— BEGIN Data for processing —

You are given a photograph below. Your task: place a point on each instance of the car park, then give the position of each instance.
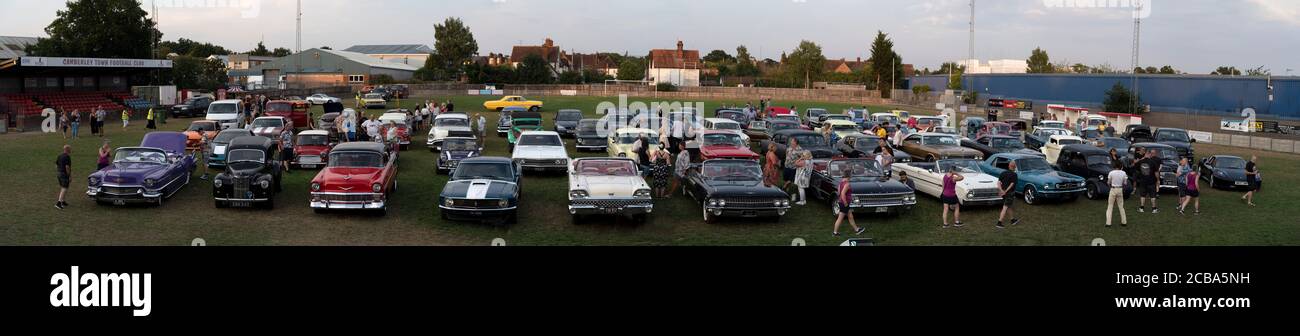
(609, 186)
(148, 173)
(482, 189)
(252, 175)
(731, 188)
(360, 176)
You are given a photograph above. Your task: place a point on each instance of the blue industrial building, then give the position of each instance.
(1218, 95)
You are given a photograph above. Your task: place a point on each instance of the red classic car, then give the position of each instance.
(359, 176)
(311, 149)
(724, 145)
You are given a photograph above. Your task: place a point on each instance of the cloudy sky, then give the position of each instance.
(1194, 35)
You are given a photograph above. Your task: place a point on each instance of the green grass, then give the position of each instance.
(27, 215)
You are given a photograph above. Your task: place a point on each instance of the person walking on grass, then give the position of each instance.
(1006, 182)
(949, 197)
(65, 171)
(1118, 181)
(843, 199)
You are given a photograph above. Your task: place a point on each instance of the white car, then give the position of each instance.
(1056, 142)
(320, 99)
(449, 125)
(609, 186)
(540, 150)
(976, 189)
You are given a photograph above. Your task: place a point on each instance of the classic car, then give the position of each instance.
(311, 149)
(870, 186)
(1225, 172)
(566, 121)
(514, 100)
(934, 147)
(723, 145)
(252, 177)
(1036, 180)
(609, 186)
(1168, 167)
(520, 123)
(148, 173)
(217, 154)
(541, 150)
(194, 134)
(482, 189)
(1041, 136)
(193, 107)
(1179, 140)
(359, 176)
(1091, 163)
(455, 150)
(1052, 150)
(373, 100)
(976, 189)
(589, 137)
(735, 189)
(449, 125)
(867, 146)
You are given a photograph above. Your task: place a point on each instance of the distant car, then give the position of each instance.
(252, 175)
(482, 189)
(609, 186)
(150, 173)
(1038, 181)
(320, 99)
(514, 100)
(735, 189)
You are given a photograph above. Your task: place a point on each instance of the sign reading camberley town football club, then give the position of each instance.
(94, 63)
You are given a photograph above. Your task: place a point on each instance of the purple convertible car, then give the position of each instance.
(147, 175)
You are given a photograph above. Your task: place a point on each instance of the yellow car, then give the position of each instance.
(514, 100)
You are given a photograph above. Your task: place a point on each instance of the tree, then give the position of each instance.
(805, 64)
(454, 46)
(533, 69)
(105, 29)
(1119, 99)
(1040, 61)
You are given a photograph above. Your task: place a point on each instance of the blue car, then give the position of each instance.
(148, 173)
(1038, 181)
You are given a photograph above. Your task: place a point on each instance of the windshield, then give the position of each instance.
(733, 171)
(246, 155)
(606, 168)
(536, 140)
(356, 159)
(141, 155)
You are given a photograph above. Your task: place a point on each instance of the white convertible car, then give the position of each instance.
(609, 186)
(976, 189)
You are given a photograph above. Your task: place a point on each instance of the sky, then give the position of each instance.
(1192, 35)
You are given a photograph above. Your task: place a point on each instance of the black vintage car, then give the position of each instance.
(731, 188)
(1092, 164)
(482, 189)
(870, 186)
(252, 175)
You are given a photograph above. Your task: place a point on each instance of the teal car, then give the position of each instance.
(1038, 180)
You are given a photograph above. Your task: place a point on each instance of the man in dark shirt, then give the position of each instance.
(1148, 181)
(1006, 188)
(65, 171)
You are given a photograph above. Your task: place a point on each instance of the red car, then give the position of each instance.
(359, 176)
(724, 145)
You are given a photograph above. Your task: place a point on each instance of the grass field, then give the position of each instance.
(27, 215)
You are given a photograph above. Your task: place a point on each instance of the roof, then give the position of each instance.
(390, 50)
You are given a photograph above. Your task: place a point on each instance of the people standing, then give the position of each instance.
(1118, 181)
(1006, 182)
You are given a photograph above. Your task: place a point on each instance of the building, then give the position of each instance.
(329, 68)
(677, 67)
(403, 54)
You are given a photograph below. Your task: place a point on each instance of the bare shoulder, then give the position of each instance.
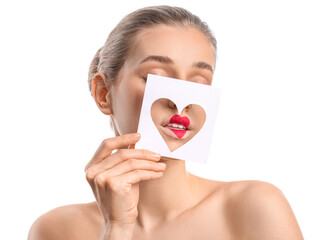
(78, 221)
(259, 210)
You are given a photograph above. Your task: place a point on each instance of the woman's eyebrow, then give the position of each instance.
(203, 65)
(161, 59)
(167, 60)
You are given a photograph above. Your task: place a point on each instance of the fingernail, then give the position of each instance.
(162, 165)
(156, 155)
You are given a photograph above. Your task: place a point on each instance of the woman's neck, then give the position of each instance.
(164, 199)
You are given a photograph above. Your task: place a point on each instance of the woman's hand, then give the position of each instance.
(114, 178)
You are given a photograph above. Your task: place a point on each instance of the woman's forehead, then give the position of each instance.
(175, 43)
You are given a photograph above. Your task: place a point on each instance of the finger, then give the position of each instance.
(123, 183)
(137, 176)
(109, 144)
(134, 164)
(126, 156)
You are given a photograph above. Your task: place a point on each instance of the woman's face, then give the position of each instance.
(182, 53)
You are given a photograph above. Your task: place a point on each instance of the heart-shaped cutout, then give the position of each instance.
(177, 129)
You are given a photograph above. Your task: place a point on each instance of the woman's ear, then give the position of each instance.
(99, 93)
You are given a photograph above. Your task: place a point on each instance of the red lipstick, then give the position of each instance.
(178, 125)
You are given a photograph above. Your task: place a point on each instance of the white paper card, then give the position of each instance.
(177, 118)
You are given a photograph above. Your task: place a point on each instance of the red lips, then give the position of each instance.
(180, 120)
(177, 119)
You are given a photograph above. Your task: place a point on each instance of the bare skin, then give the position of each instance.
(140, 195)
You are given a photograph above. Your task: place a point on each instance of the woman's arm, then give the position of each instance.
(262, 212)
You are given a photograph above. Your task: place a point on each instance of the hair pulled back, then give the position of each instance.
(110, 58)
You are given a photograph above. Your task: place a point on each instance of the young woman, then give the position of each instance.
(140, 194)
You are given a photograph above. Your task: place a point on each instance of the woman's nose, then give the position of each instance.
(171, 104)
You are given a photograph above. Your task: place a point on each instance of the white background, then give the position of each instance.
(274, 69)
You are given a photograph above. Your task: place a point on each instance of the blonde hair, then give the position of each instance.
(110, 58)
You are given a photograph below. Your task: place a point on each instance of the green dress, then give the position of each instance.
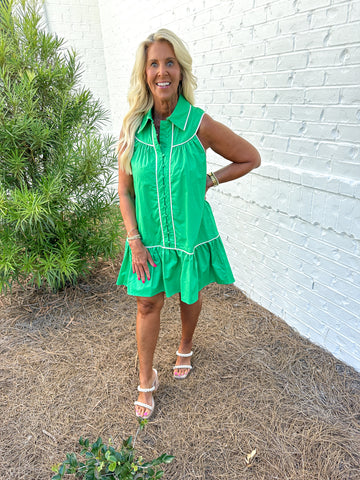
(175, 221)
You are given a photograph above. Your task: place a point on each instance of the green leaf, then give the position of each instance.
(168, 458)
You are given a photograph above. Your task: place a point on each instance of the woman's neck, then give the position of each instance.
(163, 109)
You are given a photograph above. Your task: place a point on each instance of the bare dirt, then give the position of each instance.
(69, 368)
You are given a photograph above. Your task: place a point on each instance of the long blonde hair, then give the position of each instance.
(140, 98)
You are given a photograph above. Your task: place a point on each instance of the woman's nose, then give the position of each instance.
(162, 69)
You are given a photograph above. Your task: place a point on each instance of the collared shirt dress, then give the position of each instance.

— END Data for processing —

### Description of the task
Copy the listing above word for word, starting at the line that contains "leaf, then give the position of each instance." and ending at the final line of the listing.

### Response
You are given a photograph above. Your task: place a point on each instance of the green leaf, then give the position of each instance.
(168, 458)
You are given a photograph above. Your task: place a point on each instance of the woman's neck, then give the position of each instance.
(163, 109)
You are given a photograph above. Your task: place a point on each instance of the bare dirt, then give the position of each instance.
(69, 368)
You are given a photograph above. Your task: place a point on each instance of the long blonde hair, then give the position of each instance.
(140, 98)
You are given a photograph above. Your task: place a point on each instance of the woman's nose, then give the position of each instance.
(162, 69)
You are given a photograph above. Your task: place a point on each instance of the collared shirt dress, then give the position of each instance.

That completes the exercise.